パリへ行くと、いつも女房にケーキ屋に連れて行かれる。今回はリヴォリ通り(Rue de Rivoli)のアンジェリーナ(Angelina)に行った。ここのモンブランが有名なのだそうだ。従来の製品と新製品を注文し、二人で分け合って食べた。決して悪くはないが、わざわざパリまで来て食べる値打ちは分からい。前回、ラジュレ(Ladurée)でマカロンを食べた時も同じだった。こういう、観光ガイドブックで有名な店は、いつも満席状態で、外国人、特に日本人の女性が多いように思う。最近は、日本でもこれらの店の品物が買えるが、パリで食べてきたということに意味があるのだろう。

しかし、アンジェリーナで飲んだ紅茶は、今までで一番おいしかった。いつも飲んでいるダージリンだが、材料の違いか、淹れ方の違いか、何とも言えないいい香りだった。やはり、世界的に有名になるだけの技術を持っている店のようだ。

詐欺の新手口?

カンヌではトラブル続きだったが、パリでも小さなトラブルが続いた。小生は小銭入れを失くし、女房はスーツケースの取っ手をタクシーの運転手に壊された。今回の旅行では、大小合わせて10件以上のトラブルに遭い、海外旅行の新記録を更新した。若い頃は、海外旅行にトラブルやハプニングは付きものと、後始末を楽しむ余裕があったが、もうそんな余裕はなくなった。

アンジェリーナからヴァンドーム広場(Place Vendôme)へ向かう道で、女房が日本人の女性がやっているお土産屋をのぞいている間、歩道であたりを眺めていると、歩いてきた女が小生の前で身をかがめて何かを拾い上げ、手の中の金色の指輪を見せて、

「これが落ちてたけど、あなたの物ではありませんか」と言う。否定すると、「私の指には合わないので、あなたにあげます」と言う。これも即座に断ると、女は残念そうな顔をして立ち去った。ところが、驚いたことに、しばらくしてまた別の女がやってきて、まったく同じやり取りをすることになった。

あとで、そのお土産屋の女性店主に聞くと、「あれは泥棒ですよ」と言う。指輪を受け取ると、どういうふうにして泥棒の被害につながるのか分からないが、どうも最近流行の手口のようだ。それにしても、二人とも英語で話しかけてきた。この世界でも、外国人相手のビジネス用語は英語になったようだ。

位置ラベル付けの記録
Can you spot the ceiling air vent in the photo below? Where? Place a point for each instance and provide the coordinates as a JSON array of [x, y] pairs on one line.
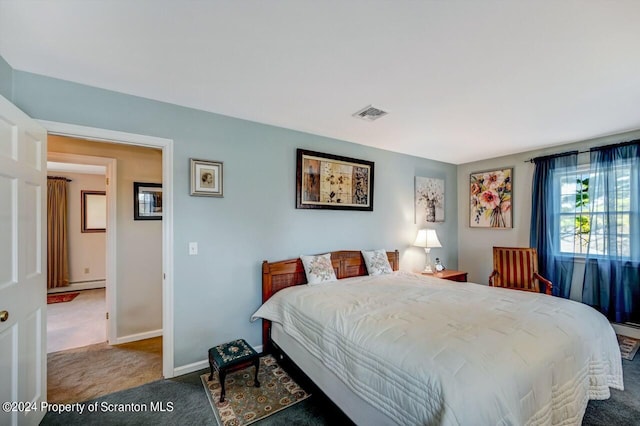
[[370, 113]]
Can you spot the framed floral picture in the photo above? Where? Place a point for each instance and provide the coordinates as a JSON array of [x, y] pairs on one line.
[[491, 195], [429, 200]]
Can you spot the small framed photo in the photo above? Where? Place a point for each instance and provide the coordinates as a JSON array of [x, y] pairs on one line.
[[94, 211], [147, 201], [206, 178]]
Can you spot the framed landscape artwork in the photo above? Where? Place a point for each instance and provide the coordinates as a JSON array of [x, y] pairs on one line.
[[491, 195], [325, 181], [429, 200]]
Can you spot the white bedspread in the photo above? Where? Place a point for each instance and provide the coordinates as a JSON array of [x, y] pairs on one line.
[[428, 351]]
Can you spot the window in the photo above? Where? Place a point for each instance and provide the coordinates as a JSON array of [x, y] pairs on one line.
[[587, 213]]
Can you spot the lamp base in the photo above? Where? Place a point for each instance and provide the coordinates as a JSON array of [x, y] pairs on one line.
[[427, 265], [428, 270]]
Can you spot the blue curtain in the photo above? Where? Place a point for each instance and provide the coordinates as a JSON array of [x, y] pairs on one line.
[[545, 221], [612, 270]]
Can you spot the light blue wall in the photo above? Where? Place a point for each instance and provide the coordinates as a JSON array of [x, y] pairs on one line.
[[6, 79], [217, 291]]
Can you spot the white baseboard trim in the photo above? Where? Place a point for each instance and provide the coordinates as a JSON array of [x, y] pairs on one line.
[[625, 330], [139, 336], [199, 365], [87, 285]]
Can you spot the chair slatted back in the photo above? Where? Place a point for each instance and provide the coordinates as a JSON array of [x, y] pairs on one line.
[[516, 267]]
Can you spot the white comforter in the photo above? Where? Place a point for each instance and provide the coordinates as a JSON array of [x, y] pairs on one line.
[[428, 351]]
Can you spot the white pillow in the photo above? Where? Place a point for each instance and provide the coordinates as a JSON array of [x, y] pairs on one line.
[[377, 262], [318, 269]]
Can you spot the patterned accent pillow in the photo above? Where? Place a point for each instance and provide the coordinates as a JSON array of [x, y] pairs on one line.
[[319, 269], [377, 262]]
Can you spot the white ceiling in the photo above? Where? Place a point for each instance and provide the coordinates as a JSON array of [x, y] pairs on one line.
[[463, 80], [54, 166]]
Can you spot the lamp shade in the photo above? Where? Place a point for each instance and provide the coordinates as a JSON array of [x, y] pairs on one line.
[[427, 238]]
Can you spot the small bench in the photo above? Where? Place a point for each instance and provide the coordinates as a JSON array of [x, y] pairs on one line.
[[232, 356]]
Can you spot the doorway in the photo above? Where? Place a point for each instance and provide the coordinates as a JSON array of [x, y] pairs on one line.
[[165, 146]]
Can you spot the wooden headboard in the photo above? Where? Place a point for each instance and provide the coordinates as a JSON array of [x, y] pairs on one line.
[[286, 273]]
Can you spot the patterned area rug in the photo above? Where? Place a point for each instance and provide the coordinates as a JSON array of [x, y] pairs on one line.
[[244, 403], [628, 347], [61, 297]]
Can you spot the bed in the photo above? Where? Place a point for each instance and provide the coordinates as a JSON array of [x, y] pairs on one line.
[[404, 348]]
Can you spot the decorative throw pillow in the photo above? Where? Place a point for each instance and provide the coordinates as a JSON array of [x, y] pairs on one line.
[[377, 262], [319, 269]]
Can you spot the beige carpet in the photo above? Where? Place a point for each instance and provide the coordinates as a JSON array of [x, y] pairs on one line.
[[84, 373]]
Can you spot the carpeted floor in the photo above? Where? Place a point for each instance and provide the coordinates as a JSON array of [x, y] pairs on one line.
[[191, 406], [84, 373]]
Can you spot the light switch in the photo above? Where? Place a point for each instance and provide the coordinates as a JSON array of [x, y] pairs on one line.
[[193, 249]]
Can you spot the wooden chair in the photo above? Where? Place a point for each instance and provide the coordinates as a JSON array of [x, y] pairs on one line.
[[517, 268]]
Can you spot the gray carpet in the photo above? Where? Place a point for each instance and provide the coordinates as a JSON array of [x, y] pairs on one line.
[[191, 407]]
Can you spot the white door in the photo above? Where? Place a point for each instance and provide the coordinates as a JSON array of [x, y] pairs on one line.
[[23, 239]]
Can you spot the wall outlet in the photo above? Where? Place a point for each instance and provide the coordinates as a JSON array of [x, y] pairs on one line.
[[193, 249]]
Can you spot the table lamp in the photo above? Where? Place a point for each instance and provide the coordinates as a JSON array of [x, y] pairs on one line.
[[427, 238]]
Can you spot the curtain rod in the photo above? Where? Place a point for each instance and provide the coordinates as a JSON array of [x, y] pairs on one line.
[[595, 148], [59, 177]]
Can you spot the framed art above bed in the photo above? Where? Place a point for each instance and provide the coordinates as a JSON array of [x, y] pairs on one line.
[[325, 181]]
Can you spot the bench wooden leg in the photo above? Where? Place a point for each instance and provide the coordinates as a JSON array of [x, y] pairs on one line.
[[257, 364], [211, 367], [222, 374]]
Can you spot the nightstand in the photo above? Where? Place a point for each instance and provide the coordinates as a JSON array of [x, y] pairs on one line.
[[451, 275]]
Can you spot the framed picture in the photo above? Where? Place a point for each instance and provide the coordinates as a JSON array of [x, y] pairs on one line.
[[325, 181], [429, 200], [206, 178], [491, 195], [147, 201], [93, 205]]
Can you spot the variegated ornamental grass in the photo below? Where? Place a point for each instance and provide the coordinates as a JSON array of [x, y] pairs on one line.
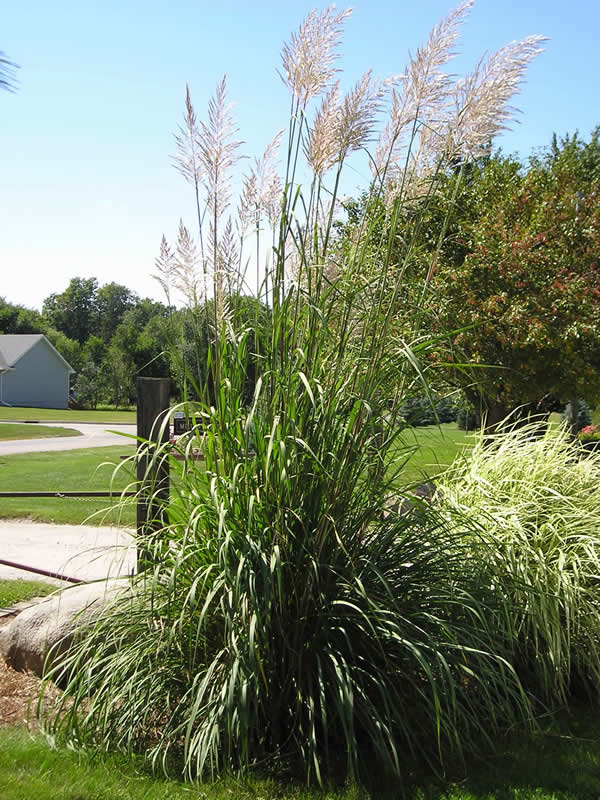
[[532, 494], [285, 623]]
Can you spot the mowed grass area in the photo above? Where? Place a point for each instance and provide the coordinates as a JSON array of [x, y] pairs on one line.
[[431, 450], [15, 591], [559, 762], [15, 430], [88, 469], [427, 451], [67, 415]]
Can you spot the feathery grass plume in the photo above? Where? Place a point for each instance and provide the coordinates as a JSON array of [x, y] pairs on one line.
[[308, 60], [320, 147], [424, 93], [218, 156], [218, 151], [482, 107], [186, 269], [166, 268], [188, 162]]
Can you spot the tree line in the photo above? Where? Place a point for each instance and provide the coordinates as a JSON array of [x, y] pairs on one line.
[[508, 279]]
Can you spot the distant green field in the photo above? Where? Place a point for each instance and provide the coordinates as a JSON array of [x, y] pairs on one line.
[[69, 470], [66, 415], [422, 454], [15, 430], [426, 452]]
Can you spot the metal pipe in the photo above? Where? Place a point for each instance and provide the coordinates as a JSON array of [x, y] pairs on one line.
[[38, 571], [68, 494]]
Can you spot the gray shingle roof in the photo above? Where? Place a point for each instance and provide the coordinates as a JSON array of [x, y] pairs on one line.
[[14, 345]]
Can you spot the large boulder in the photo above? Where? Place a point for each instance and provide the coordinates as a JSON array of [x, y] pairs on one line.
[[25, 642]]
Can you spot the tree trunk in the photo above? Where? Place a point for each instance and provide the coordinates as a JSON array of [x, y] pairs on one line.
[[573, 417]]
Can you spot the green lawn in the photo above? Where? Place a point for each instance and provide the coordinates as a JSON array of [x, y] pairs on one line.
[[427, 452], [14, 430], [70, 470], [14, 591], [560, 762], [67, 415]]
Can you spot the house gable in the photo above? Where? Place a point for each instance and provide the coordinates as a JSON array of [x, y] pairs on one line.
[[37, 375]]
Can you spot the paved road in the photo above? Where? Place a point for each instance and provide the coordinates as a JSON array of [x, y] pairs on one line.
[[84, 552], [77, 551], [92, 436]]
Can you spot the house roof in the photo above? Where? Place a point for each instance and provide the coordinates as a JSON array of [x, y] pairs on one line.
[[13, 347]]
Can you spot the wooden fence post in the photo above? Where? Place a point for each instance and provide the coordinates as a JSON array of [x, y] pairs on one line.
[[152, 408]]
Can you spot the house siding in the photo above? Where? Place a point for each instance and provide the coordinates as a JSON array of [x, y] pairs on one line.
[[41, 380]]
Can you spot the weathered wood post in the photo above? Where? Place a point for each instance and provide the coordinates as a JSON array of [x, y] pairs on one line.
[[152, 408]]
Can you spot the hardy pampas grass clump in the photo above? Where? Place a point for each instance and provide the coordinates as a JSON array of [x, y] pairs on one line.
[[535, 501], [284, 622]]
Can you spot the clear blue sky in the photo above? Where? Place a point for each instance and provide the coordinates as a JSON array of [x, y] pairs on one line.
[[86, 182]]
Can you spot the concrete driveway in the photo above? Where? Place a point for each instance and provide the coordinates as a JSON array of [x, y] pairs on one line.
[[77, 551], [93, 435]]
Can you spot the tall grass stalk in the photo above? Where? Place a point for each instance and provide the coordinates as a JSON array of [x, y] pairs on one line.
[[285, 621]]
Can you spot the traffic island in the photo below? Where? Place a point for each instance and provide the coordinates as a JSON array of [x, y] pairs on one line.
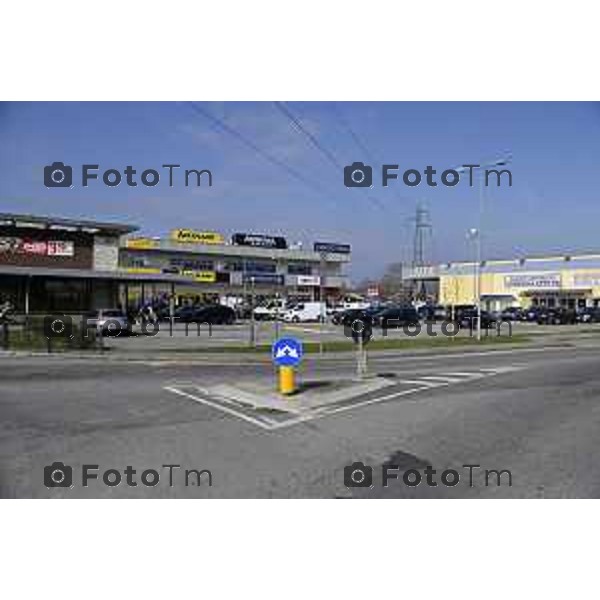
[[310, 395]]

• _出題 1_
本文抜粋で、指輪を見せてきた二人の女は何語で話しかけてきたか。
• _出題 2_
上の行のうち、「Can you spot the concrete」を含む行から始めて最後の行で終わる部分を、一字も変えずに書き写してください。画像は省いてください。

• _解答全文 1_
二人とも英語で話しかけてきた。

• _解答全文 2_
Can you spot the concrete driveway in the photo above? Where? Place a point for each instance and provide the coordinates as a JSON array of [x, y] pairs on one line.
[[77, 551], [93, 435]]
Can you spot the tall grass stalk in the photo above? Where? Place a point for each instance and provide the coordinates as a JSON array of [x, y] pairs on one line.
[[285, 621]]
Can you spot the traffic island in the photo below? Where? Place a point for each instance and provide the coordinates as a JSON array of [x, y] pairs on one line.
[[310, 395]]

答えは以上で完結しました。